Your task: Look for "foam" in the material below and show each line that contains it.
■ ■ ■ ■ ■ ■ ■
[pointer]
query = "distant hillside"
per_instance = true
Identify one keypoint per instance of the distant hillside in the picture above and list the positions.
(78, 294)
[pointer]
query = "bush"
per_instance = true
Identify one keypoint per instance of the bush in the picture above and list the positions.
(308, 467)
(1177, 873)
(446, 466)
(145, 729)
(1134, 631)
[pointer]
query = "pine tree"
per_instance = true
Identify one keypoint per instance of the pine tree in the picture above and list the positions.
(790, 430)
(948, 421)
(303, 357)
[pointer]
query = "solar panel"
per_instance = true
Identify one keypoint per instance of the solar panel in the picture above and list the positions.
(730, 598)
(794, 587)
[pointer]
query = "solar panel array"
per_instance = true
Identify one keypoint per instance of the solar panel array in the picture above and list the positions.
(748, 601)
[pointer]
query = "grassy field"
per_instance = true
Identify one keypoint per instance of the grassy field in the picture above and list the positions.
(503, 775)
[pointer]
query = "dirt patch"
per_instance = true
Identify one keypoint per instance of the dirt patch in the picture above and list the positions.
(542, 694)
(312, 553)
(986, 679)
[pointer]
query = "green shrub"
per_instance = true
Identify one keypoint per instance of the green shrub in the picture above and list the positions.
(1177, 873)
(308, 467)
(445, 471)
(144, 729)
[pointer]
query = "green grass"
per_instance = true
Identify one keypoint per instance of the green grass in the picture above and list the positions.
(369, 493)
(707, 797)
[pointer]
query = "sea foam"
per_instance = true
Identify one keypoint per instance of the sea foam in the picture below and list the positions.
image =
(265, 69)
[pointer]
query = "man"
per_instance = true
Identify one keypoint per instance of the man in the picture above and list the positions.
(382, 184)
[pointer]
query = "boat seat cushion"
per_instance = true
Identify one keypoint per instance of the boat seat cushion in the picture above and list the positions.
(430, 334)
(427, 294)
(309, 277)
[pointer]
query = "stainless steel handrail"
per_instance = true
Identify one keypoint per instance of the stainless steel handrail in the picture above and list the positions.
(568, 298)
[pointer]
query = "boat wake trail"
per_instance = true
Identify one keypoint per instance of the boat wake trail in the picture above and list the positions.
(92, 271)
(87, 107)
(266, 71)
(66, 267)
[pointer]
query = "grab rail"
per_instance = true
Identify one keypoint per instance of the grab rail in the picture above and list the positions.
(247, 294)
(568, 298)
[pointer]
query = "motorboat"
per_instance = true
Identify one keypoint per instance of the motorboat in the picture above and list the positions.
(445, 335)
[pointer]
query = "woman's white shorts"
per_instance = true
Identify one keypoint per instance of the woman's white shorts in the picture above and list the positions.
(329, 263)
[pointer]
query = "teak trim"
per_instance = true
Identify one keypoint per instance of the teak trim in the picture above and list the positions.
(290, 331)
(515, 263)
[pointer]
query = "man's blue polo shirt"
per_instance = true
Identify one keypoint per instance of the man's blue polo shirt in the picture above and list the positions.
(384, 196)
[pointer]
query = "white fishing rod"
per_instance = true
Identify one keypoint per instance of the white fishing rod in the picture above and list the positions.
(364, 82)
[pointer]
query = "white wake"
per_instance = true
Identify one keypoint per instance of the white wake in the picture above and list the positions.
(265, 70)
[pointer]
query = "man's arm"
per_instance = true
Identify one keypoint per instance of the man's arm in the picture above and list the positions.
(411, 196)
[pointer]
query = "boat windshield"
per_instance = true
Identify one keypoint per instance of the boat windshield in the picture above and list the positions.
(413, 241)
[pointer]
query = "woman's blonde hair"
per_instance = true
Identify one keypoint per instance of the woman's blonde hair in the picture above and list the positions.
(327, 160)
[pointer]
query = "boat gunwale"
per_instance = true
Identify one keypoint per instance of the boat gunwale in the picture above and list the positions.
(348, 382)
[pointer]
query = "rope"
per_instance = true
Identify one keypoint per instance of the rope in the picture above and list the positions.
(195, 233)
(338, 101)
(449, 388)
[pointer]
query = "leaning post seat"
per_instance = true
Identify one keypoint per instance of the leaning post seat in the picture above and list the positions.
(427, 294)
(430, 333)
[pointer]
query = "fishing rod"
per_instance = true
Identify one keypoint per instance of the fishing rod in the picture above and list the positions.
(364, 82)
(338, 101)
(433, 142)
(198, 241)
■ ■ ■ ■ ■ ■ ■
Answer section:
query = "sea foam"
Identify one keypoint per instance of the sea foam in the picture below and list the positions.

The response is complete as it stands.